- [Exercise directions]: Your task is to repeat, word for word, the line containing "Give the segmentation of every instance of the wooden" and all lines that follow it to the end of the material, and no other lines.
___ The records
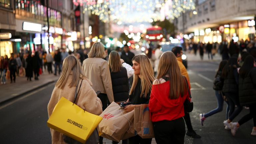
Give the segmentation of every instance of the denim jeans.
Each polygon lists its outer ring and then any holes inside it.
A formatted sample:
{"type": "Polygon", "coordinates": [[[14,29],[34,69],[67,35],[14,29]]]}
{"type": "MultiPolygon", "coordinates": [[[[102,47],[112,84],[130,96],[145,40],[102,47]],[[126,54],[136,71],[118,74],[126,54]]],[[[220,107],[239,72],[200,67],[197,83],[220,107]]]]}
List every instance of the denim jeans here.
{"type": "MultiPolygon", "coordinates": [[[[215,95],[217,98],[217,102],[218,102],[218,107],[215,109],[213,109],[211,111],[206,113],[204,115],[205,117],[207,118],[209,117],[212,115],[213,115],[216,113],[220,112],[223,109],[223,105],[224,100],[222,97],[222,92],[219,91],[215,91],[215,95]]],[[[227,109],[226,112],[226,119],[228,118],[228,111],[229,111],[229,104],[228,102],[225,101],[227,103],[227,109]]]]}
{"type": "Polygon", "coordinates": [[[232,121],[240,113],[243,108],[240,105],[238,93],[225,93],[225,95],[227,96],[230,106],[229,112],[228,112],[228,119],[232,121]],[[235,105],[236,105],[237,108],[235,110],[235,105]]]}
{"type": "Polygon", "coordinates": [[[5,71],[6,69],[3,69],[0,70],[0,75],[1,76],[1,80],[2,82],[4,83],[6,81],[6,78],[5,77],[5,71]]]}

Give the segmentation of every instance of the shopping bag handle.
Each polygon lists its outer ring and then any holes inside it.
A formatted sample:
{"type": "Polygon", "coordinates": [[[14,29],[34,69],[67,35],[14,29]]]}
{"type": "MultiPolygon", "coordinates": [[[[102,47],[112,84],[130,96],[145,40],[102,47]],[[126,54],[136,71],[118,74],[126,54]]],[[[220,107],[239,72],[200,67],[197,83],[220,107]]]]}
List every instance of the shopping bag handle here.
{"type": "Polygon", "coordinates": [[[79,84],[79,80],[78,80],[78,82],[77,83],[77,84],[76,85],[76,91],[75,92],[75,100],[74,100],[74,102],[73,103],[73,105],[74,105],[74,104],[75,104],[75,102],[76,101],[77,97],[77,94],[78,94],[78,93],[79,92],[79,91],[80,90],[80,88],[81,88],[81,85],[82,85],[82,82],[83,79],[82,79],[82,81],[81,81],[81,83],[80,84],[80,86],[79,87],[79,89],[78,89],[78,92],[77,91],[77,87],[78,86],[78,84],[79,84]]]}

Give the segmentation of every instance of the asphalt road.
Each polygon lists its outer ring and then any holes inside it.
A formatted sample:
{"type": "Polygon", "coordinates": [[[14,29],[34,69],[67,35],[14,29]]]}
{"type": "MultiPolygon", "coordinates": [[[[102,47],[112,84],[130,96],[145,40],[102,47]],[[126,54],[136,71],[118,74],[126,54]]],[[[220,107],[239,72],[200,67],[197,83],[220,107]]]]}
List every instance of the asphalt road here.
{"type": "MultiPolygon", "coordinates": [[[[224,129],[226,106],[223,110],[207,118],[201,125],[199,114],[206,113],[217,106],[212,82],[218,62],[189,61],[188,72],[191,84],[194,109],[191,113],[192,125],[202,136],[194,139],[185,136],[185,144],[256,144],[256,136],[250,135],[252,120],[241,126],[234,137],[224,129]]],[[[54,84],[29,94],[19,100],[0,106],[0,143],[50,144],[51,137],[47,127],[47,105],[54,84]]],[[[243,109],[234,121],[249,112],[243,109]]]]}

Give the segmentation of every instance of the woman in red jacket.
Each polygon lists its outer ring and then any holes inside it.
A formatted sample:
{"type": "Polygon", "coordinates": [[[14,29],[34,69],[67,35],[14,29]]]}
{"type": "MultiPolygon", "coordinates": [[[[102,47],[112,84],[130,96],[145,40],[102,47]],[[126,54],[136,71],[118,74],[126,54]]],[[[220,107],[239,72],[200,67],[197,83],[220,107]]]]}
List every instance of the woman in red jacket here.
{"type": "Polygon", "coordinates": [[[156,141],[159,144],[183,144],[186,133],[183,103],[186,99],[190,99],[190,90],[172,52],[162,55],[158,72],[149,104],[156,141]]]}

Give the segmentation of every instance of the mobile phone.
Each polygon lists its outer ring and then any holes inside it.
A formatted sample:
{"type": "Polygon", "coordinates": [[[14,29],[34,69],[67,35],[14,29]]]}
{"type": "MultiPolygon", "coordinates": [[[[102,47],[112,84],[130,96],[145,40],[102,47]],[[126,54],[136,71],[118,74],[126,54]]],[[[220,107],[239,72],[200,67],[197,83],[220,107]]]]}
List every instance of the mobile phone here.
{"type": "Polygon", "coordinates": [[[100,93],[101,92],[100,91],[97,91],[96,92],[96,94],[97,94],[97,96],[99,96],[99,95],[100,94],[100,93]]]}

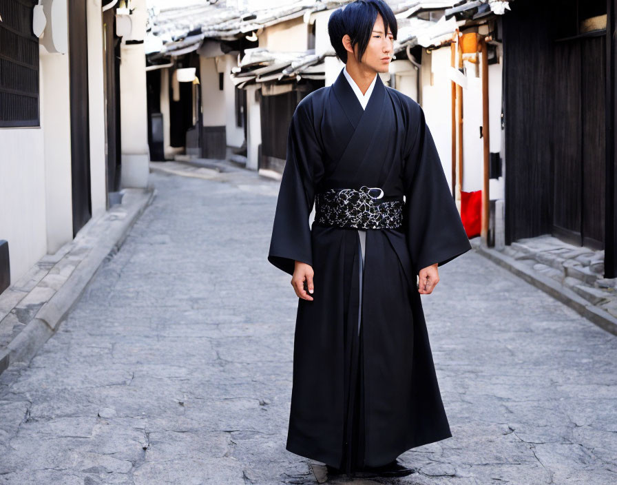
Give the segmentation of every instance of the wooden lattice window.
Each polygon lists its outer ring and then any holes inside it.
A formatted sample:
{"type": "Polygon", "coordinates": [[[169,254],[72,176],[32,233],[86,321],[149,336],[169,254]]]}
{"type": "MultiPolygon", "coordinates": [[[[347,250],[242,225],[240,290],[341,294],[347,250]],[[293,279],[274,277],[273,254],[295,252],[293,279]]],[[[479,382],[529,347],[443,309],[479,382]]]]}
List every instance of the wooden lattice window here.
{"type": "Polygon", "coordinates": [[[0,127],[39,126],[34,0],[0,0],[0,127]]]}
______
- [Worked solution]:
Give the segmentation of every instance of the wooden lattice window.
Each polygon lists its outer ring and then any holes inside it.
A formatted sample:
{"type": "Polygon", "coordinates": [[[169,254],[72,176],[32,233],[86,321],[149,336],[169,254]]]}
{"type": "MultiPolygon", "coordinates": [[[[347,250],[242,225],[240,290],[341,294],[347,250]],[[293,279],[274,277],[273,254],[295,252],[293,279]]],[[[479,382],[529,347],[443,309],[479,382]]]]}
List every instance of the wooden lattice window here.
{"type": "Polygon", "coordinates": [[[0,127],[39,126],[34,0],[0,0],[0,127]]]}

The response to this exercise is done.